## Required task 1
Pull out each line of the records that contains the word "wedge", matching case exactly.

Now, there are some things you need to watch for when you are asked to find a tangent line.
First, If you are given only the x-value, you can plug that value into the original function, \(f(x)\) to get \(y\).
A second twist is, given a point \((x_1,y_1)\), depending on how the question is worded, you are not guaranteed that the point is on the function. If it isn't, you need to do a whole different set of procedures (outlined in the panel below).
For example, you may get a question worded like this:
Find the equation of the tangent line to the graph \(g(x)\) through the point \((x_1,y_1)\).
In this case, the point \((x_1,y_1)\) may or may not be on the graph. To check it, we evaluate \(g(x_1)\). If \(g(x_1) = y_1\), we can use the procedure above. To be safe, it is always good to graph the function and evaluate the function at the x-value to make sure you get the y-value to determine if the given point is on the graph.
Finding the equation of the tangent line through a point that is NOT on the graph is an added twist to this problem. However, unlike most twists, this one takes quite a bit of thought to work through. So it is good to think about it before it comes up on an exam. First, let's discuss what the problem looks like. [ Hints: Do not read through this quickly. Stop and think about what this says at each step or you will not understand it. It may also help to draw a graph as you go through it. And you may need to read this several times to get your head around it. ]
The idea is that we have a function and we want to find a tangent line through a point that is not on the function. We can't just plug the x-value into the derivative to find the slope because the tangent line does not go through that x-value. We need to find the point on the function.
To demonstrate this procedure, we will use the same function as the previous example except we want the tangent line to go through the point \((4,30)\). To check that the point is not on the function, we plug \(x=4\) into the function to get
\( f(4) = ((4^3)/3+4^2+5 = 64/3+16+5 = 127/3 \neq 30 \)
This is verified by the graph on the right (never rely on the graph to give this information).
Here is what we can use from the previous example above.
The function is \( f(x)=x^3/3 + x^2 + 5 \).
The derivative is \( f'(x) = x^2 + 2x \).

## Required task 2
Translate this sentence from the passage on tangent lines into Spanish: "Finding the equation of the tangent line through a point that is NOT on the graph is an added twist to this problem."

## Supplied entries
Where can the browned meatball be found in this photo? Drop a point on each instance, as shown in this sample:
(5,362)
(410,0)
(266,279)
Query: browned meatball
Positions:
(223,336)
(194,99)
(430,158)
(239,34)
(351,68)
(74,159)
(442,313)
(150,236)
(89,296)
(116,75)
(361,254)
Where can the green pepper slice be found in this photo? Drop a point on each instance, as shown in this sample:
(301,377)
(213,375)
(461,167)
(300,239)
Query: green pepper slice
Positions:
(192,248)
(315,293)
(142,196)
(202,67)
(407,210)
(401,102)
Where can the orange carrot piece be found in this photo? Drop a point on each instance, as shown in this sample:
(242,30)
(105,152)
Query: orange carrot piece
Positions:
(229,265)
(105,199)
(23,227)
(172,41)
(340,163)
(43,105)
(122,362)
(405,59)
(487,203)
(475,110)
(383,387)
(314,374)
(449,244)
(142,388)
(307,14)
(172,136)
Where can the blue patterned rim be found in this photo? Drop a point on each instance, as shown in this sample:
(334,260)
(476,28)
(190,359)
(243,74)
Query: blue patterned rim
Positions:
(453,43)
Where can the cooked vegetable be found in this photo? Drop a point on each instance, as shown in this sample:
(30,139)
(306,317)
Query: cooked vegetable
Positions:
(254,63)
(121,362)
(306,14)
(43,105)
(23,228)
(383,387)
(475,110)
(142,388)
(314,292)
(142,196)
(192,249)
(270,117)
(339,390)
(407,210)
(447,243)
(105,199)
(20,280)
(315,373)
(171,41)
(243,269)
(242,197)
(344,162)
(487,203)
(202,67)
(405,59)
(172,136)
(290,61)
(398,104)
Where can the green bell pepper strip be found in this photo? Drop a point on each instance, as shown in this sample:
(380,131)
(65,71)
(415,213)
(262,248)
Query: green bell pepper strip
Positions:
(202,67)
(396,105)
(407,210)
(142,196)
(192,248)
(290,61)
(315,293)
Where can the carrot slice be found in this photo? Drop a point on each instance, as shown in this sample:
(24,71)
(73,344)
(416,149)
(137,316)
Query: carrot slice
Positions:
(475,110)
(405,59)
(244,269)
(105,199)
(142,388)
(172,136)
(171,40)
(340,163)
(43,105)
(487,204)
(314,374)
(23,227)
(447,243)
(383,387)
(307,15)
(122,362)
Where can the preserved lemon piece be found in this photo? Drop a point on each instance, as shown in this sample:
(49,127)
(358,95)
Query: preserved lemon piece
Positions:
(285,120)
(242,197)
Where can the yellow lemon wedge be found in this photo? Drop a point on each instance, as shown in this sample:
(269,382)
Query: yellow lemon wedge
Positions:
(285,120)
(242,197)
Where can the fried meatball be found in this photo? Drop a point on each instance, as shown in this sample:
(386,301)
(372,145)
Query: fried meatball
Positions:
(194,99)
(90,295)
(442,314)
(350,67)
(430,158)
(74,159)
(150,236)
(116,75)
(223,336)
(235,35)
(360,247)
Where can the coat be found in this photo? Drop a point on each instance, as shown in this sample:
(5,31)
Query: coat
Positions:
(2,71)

## Worked answer 1
Where can the yellow lemon wedge be found in this photo? Drop a point on each instance, as shown in this sample:
Query: yellow lemon wedge

## Worked answer 2
Encontrar la ecuación de la recta tangente que pasa por un punto que NO está en la gráfica es una complicación adicional de este problema.